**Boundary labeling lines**
────

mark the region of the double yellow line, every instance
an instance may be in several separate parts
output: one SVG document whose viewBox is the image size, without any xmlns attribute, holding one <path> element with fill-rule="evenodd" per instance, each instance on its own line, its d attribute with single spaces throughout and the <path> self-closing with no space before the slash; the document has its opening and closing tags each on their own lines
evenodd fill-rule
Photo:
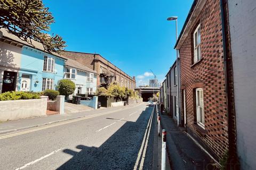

────

**Instruction**
Convert the lines above into a JSON list of strings, one string per line, skipping blank lines. Leave the pictures out of the answer.

**Answer in full**
[
  "mark the region of the double yellow line, every instance",
  "an instance may be in several separate parts",
  "output: one SVG document whose viewBox is the image size, without any xmlns attribute, holding one <path> element with fill-rule=\"evenodd\" per instance, each instance on its own line, its d attribute with single spaces throughout and the <path> self-closing with no space before the slash; the document has its opening and closing tags each on their own lines",
  "evenodd fill-rule",
  "Photo:"
]